──────── Provided material ────────

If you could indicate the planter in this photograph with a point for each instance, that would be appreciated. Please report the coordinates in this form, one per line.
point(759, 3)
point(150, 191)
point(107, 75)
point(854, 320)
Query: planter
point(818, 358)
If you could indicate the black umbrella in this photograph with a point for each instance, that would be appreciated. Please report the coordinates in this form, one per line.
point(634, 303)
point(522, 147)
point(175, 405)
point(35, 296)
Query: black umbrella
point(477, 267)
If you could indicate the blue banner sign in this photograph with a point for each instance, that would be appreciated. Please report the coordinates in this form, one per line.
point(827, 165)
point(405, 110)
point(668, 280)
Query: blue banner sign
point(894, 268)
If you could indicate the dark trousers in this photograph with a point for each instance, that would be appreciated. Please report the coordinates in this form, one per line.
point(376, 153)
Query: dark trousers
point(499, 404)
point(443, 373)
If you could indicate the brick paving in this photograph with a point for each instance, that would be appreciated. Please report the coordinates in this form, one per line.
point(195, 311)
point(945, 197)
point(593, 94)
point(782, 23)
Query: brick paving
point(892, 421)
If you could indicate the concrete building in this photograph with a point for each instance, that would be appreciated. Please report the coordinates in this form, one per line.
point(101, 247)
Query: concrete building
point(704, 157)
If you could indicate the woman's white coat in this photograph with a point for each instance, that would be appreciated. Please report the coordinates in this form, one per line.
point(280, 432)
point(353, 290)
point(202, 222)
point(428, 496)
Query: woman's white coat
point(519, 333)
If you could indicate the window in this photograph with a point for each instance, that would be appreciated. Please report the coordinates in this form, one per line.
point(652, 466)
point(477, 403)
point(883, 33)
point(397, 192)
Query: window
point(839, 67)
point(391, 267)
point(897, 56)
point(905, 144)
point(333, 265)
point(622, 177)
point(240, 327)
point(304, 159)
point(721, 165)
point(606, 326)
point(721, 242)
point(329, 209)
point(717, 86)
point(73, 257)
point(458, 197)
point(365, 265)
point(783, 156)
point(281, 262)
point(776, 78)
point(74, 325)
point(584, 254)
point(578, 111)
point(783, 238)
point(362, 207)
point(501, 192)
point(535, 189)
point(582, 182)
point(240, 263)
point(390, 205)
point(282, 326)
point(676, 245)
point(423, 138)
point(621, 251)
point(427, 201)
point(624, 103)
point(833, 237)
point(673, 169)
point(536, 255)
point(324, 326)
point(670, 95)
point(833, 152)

────────

> Short task:
Convert every line of the items above into a JSON list of strings, one string per line, with blank lines left out.

> Solved problem:
[
  "If you could indicate the planter in this photograph with a point for each instance, that would be appreciated. Please report the coordinates in this form, one per line.",
  "point(759, 3)",
  "point(150, 191)",
  "point(107, 75)",
  "point(854, 320)",
  "Query: planter",
  "point(818, 358)",
  "If you could indicate the black umbrella in this photograph with a point for each instance, that would be appreciated. Please report the coordinates in this form, one per line.",
  "point(634, 303)",
  "point(522, 147)",
  "point(175, 405)",
  "point(35, 296)",
  "Query: black umbrella",
  "point(477, 267)",
  "If you could indicate the blue banner sign in this photograph with a point for each instance, that would be appreciated. Please report the coordinates in this form, one per line.",
  "point(827, 165)",
  "point(405, 110)",
  "point(668, 280)",
  "Query: blue banner sign",
  "point(894, 268)",
  "If you could indicate the dark trousers in this photograph with a point for each instance, that would be appreciated. Please report the coordinates in this form, one per line.",
  "point(376, 153)",
  "Query: dark trousers",
  "point(499, 404)",
  "point(443, 373)",
  "If you could indicate the brick paving in this photograph with a point for each instance, that would be appreciated. Please report the coordinates in this form, one per line.",
  "point(195, 311)",
  "point(945, 197)",
  "point(593, 94)",
  "point(782, 23)",
  "Query: brick paving",
  "point(892, 421)",
  "If you could indicate the concrete building in this photograph with a point for each instance, that would be appreciated. Please report the coordinates in this form, one per line.",
  "point(101, 247)",
  "Query: concrete building",
  "point(704, 157)",
  "If you could indicate the woman's white coat in this photograph with a point for each instance, that would be appreciated. Please report the coordinates in this form, one per line.",
  "point(280, 432)",
  "point(353, 290)",
  "point(202, 222)",
  "point(428, 496)",
  "Query: woman's white coat",
  "point(519, 333)",
  "If you could indicate the window in this photograph with a point for each instance, that would be appreciated. Please report the coordinates in this form, one per line.",
  "point(652, 466)",
  "point(477, 403)",
  "point(883, 33)",
  "point(397, 192)",
  "Query: window",
  "point(839, 67)",
  "point(391, 267)",
  "point(897, 56)",
  "point(905, 144)",
  "point(333, 265)",
  "point(622, 177)",
  "point(240, 327)",
  "point(304, 159)",
  "point(721, 165)",
  "point(606, 326)",
  "point(721, 242)",
  "point(329, 209)",
  "point(717, 86)",
  "point(73, 257)",
  "point(458, 197)",
  "point(365, 265)",
  "point(783, 156)",
  "point(281, 262)",
  "point(776, 78)",
  "point(74, 325)",
  "point(584, 254)",
  "point(578, 111)",
  "point(783, 238)",
  "point(362, 207)",
  "point(501, 192)",
  "point(535, 189)",
  "point(582, 182)",
  "point(240, 263)",
  "point(390, 205)",
  "point(282, 326)",
  "point(676, 245)",
  "point(423, 138)",
  "point(621, 251)",
  "point(427, 201)",
  "point(624, 103)",
  "point(833, 237)",
  "point(673, 169)",
  "point(536, 255)",
  "point(324, 326)",
  "point(670, 95)",
  "point(833, 152)"
]